Document excerpt
==================================================
Grossman, Baddoo do it
Robbie Grossman scorched various pitches Friday — left-handed and right-handed, fair and foul — as his bat seems to be on the ascent a week before real games get rolling.
None did as much damage as his leadoff HR in the first, a ball that STATCAST hadn’t quite gotten around to time, but a homer that disappeared far and fast beyond the left-field wall. It came on an 89-mph four-seamer from Pirates lefty Tyler Anderson.
Akil Baddoo, who seems each day to impress in some fashion as spring’s best Tigers rookie story evolves, had a pair of walks on 3-2 pitches, stole a base, and scored a run. He started in center field.
The long at-bats and walks particularly cheered Hinch.
“It’s helped with our evaluation of him,” Hinch said. “He’s in control of that at-bat when he can remain patient, or show a very good approach with two strikes.
“It’s been good to see that. As a young player, generally, you expect them to be a little more free-swinging and less patient. But I think he’s shown he can be very confident of going deep into a count.
“At no time does he go up there passive. And yet, he doesn’t swing at things he can’t handle.”
Clemens clicking
Kody Clemens has a problem. Rather, he had a problem.
He is a second baseman. So is Jonathan Schoop, the Tigers’ current starter there. And so, too, as he has begun shifting comfortably to the infield’s right side, is Isaac Paredes.
==================================================
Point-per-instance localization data
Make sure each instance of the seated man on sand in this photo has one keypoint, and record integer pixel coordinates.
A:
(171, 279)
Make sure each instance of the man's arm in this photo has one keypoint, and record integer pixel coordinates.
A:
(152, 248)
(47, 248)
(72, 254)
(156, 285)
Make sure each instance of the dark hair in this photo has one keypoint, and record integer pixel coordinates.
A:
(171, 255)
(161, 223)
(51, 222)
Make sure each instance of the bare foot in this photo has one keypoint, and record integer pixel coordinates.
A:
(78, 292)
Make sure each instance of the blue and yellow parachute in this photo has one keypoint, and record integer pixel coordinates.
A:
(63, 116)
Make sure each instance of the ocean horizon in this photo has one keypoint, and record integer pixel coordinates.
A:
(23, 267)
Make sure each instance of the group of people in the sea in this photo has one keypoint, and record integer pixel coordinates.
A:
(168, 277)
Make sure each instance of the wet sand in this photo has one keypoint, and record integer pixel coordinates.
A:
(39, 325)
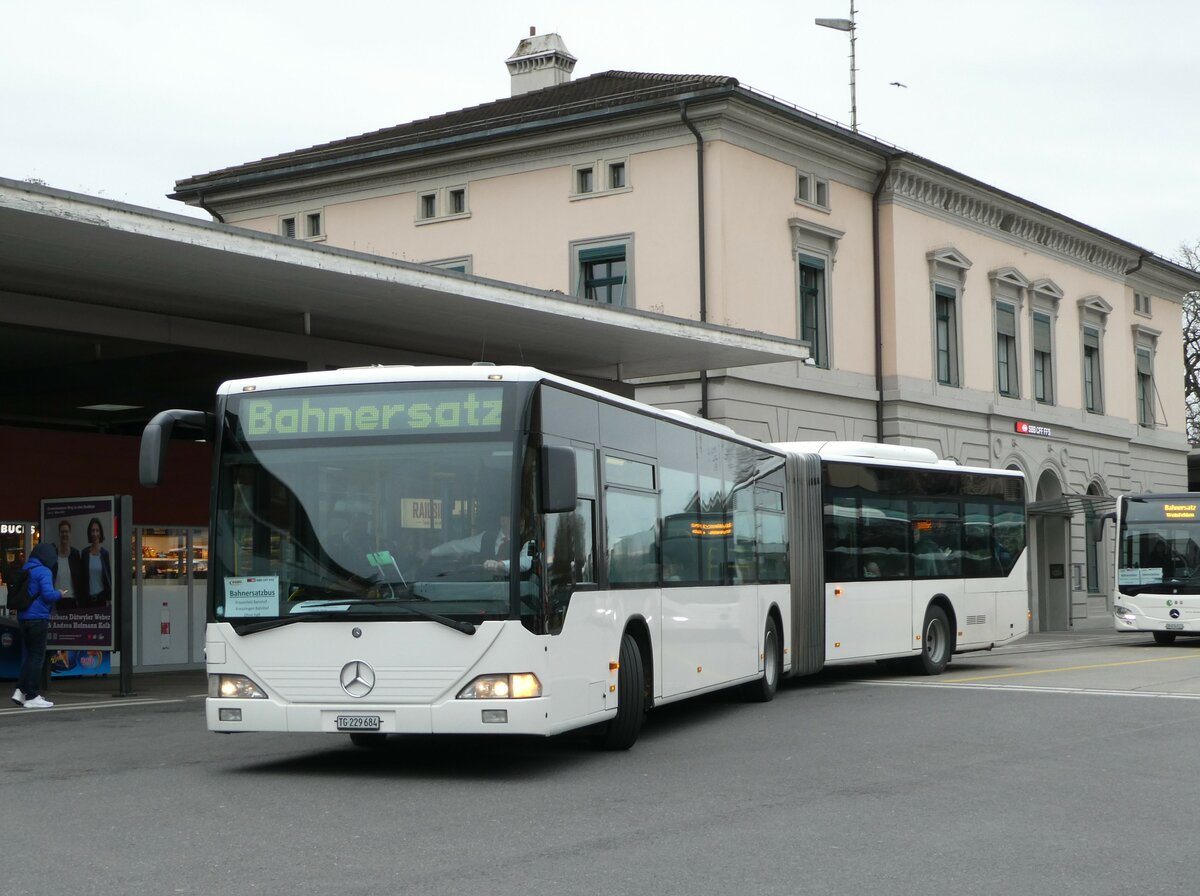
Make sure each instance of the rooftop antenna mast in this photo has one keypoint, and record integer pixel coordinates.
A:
(847, 25)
==================================================
Questions to answer
1. List every person named in the baseball report, in order of first appearance.
2. Output the part of the baseball report that begins at the words "None did as" and stops after "particularly cheered Hinch.", copied without any changes.

Answers to the tasks
1. Robbie Grossman, Tyler Anderson, Akil Baddoo, Hinch, Kody Clemens, Jonathan Schoop, Isaac Paredes

2.
None did as much damage as his leadoff HR in the first, a ball that STATCAST hadn’t quite gotten around to time, but a homer that disappeared far and fast beyond the left-field wall. It came on an 89-mph four-seamer from Pirates lefty Tyler Anderson.
Akil Baddoo, who seems each day to impress in some fashion as spring’s best Tigers rookie story evolves, had a pair of walks on 3-2 pitches, stole a base, and scored a run. He started in center field.
The long at-bats and walks particularly cheered Hinch.